----- SOURCE MATERIAL
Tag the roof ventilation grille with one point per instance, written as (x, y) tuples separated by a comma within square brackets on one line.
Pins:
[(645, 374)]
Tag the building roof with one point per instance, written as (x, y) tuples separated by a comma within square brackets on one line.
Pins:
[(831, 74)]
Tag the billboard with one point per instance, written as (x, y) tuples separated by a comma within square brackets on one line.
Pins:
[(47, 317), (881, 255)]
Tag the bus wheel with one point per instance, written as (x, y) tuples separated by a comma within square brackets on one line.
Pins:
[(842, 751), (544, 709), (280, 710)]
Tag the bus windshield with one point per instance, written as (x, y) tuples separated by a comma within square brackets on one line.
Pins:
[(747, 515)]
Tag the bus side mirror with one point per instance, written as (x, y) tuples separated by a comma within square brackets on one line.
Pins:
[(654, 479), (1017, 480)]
----------
# [TASK GOAL]
Extract every item above and reproduce each of its lines unchanged.

# [COMPLETE ANSWER]
Tag the roof ventilation grille with one point per instance, written as (x, y) tuples separated by a comma within square brackets on one line.
Pins:
[(645, 374)]
Tag the building roof with one point per instance, written as (x, y) tuples separated by a comma within square brackets on one line.
Pins:
[(831, 74)]
Tag the billboard with one point per instance, written as (x, y) tuples separated by a comma within square brackets on one line.
Pins:
[(47, 317), (881, 255)]
Tag the bus wheel with one point per instance, written as (x, y) tuples separated by a comma within square brackets on one line.
Pins:
[(842, 751), (544, 709), (280, 710)]
Tag the bus windshield with one point per instance, written as (x, y) tuples separated by a comma within square brackets on one line.
Pins:
[(747, 515)]
Tag the bus side mirror with one point per instance, written as (x, y) tuples separated by a comma within square brackets on one line.
Pins:
[(654, 479), (1017, 480)]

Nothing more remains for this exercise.